== DATA LISTING
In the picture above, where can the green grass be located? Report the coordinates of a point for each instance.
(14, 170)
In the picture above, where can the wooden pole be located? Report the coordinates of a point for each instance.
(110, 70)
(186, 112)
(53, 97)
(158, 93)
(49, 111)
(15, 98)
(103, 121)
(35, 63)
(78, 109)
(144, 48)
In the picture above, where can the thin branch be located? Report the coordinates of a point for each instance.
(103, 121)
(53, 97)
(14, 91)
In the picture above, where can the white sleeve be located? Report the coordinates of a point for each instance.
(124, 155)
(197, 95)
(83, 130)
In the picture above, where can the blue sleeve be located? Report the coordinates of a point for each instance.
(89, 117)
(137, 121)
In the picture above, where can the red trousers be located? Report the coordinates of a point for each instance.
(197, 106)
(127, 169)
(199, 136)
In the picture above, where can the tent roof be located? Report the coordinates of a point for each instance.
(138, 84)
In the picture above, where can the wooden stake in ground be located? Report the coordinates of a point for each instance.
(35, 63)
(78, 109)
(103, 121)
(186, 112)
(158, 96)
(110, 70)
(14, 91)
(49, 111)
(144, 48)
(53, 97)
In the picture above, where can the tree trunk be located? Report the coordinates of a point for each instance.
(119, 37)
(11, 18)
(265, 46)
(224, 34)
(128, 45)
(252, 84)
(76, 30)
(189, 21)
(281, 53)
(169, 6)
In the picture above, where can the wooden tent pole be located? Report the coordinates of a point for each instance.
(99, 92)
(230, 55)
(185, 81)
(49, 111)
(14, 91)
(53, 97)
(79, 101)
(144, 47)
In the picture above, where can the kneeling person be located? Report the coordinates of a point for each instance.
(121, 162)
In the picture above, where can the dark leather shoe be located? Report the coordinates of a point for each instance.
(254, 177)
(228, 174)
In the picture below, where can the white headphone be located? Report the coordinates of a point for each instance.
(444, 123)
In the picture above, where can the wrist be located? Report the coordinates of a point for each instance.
====
== DATA LISTING
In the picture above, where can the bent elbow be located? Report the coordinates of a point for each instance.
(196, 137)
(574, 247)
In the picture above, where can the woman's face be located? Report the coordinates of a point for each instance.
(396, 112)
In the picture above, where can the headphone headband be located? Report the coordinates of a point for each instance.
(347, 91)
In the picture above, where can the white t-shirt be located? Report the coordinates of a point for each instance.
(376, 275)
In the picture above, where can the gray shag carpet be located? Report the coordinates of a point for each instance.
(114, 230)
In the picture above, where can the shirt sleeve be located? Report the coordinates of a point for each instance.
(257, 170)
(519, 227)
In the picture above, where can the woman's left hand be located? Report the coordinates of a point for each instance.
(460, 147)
====
== DATA LISTING
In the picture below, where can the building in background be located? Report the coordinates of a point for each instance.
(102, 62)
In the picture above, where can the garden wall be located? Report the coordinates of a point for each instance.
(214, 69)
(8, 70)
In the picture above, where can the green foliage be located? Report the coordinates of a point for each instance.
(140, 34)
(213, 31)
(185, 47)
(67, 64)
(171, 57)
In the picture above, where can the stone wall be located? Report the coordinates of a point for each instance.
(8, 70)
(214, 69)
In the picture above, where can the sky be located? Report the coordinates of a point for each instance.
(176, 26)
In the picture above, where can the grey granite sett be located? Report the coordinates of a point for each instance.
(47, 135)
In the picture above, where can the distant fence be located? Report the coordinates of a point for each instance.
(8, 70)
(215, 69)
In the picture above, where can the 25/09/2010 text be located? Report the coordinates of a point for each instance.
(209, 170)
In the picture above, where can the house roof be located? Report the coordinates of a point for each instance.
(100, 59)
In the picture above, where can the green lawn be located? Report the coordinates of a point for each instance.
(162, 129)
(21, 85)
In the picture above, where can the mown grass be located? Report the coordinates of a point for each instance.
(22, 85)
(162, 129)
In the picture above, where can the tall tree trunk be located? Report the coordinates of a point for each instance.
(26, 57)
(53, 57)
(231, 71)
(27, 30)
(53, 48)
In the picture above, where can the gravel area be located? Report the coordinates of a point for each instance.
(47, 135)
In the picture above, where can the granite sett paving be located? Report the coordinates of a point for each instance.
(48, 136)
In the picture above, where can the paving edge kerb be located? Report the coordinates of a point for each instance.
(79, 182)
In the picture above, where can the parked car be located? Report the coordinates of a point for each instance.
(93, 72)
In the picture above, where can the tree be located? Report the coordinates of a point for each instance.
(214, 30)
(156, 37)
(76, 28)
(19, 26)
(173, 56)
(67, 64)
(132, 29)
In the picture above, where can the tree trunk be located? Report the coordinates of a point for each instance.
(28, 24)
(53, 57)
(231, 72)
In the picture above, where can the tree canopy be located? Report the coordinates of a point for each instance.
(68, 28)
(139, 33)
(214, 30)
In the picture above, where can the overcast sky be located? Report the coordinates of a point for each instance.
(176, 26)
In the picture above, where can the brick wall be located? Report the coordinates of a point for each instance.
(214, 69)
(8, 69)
====
TASK OBJECTIVE -
Rewrite the lines as a Markdown table with the columns "Row" and "Line", beginning with the line containing "In the picture above, where can the dark" and continuing through the line containing "In the picture above, where can the wrist". Number each row, and leave out any blank lines.

RESULT OF THIS EXERCISE -
| Row | Line |
|---|---|
| 1 | In the picture above, where can the dark leather shoe be located? Report the coordinates of a point for each instance. |
| 2 | (254, 177) |
| 3 | (228, 174) |
| 4 | In the picture below, where can the white headphone be located? Report the coordinates of a point for each instance. |
| 5 | (444, 123) |
| 6 | In the picture above, where can the wrist be located? Report the coordinates of a point for each instance. |